PAGE EXCERPT:
The AMAZU Treetop Adventure opened in April 2014 on the former site of the Monkey & Bird Garden. The area features adventure trail walkways, play areas and Aztec theming. The area has spider monkeys, saki monkeys, red-handed tamarins, golden-headed lion tamarins, Bolivian squirrel monkeys, Geoffroy marmosets, capybara, military macaws, Ecuadorian red-lored amazons, giant wood rail, agouti and three-banded armadillo. The animals in the area can either be viewed on ground or through the Amazu raised walkways, some of which, go through the enclosures.

Penguin Bay is a new area that opened in March 2015 as part of the Year of the Penguins. It features the long time residents of Chessington Zoo Humboldt penguins in a beach themed area. Seating for the demonstrations is aboard a shipwreck with a canopy. The new enclosure features glass walls to allow for better public viewing.

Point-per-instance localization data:
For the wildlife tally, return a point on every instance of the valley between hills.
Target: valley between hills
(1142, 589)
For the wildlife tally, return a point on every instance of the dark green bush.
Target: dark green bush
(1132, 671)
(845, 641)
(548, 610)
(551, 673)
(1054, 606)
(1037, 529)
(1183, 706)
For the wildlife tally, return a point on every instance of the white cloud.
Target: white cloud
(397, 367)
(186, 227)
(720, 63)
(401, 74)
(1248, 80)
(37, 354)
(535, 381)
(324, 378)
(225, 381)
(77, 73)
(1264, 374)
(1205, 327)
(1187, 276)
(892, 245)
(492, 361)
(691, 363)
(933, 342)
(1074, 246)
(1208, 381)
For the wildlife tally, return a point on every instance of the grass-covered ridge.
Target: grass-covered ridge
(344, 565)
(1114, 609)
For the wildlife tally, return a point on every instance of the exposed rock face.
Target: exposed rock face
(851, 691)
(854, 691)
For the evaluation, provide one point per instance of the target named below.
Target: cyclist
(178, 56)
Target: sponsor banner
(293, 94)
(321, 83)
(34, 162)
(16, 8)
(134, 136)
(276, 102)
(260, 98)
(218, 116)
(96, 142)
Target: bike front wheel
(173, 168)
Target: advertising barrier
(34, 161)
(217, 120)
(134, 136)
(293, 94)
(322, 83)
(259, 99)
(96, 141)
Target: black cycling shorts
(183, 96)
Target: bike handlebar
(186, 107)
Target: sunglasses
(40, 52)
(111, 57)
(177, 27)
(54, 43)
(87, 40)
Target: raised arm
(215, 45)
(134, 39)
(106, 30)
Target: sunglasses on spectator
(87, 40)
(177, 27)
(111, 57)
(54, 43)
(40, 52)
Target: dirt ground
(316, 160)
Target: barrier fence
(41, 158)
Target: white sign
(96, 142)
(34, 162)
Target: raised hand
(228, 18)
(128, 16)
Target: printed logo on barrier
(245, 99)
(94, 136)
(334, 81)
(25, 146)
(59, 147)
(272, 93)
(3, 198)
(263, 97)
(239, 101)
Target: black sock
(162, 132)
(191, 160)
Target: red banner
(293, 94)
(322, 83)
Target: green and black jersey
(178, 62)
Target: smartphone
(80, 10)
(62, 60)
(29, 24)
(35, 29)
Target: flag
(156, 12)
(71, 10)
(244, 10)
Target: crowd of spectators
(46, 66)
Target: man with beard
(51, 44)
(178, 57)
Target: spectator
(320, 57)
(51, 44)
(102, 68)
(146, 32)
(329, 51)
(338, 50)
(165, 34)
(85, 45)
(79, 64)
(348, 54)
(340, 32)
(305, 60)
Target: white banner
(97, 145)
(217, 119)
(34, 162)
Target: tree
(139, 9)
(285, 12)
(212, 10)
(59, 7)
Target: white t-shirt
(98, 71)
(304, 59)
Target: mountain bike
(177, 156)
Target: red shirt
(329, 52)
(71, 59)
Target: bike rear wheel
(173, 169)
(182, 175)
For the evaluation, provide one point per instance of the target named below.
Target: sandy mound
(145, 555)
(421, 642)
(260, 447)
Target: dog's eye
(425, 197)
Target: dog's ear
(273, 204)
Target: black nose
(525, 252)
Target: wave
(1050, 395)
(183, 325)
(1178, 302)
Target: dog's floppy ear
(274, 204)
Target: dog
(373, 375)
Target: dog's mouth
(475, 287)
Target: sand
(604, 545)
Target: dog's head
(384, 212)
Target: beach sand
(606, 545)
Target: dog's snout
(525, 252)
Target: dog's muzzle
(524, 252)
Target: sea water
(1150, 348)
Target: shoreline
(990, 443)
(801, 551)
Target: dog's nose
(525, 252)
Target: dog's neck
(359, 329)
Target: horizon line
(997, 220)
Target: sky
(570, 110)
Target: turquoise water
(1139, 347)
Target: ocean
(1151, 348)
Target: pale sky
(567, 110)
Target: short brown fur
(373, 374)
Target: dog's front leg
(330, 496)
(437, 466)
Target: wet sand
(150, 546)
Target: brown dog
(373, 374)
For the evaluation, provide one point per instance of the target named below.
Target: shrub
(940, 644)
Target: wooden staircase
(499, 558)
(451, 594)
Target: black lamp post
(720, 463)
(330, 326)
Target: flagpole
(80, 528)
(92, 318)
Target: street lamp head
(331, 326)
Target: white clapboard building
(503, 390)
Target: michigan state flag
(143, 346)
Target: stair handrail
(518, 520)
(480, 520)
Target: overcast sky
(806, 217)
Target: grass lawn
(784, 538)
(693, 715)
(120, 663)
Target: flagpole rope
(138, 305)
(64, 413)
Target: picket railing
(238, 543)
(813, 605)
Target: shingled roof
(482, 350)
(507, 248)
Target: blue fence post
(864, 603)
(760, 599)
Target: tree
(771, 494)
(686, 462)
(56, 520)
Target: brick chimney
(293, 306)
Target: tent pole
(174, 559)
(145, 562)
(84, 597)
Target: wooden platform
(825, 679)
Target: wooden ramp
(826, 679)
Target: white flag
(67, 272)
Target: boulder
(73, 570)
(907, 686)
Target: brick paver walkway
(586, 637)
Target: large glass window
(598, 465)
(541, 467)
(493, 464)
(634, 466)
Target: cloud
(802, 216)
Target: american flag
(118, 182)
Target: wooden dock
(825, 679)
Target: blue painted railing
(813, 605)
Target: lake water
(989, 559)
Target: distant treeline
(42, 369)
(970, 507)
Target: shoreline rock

ASSIGNED TASK A:
Answer these from the Chessington Zoo excerpt:
(i) When did the AMAZU Treetop Adventure open, and what previously occupied its site?
(ii) Which penguin species lives in Penguin Bay?
(iii) Where do visitors sit to watch the Penguin Bay demonstrations?
ASSIGNED TASK B: Write the next paragraph of the Chessington Zoo excerpt, picking up after its last sentence.

EXPECTED ANSWER A:
(i) It opened in April 2014 on the former site of the Monkey & Bird Garden.
(ii) Humboldt penguins.
(iii) Aboard a shipwreck with a canopy.

EXPECTED ANSWER B:
===Chessington Sea Life Centre===
In 2008, Chessington Zoo opened Chessington Sea Life Centre on the site of the old children's Zoo, as an attempt to both determine if the park had a positive future and also to attract more multi-day visits. The Sea Life Centre, which is part of a franchise operated by Merlin Entertainments, has a number of exhibits including a Ray Pool and a touch pool. The Sea Life Centre is split into four areas: Our Shoreline, The Reef, Amazonia and Azteca which features the signature Ocean Tunnel.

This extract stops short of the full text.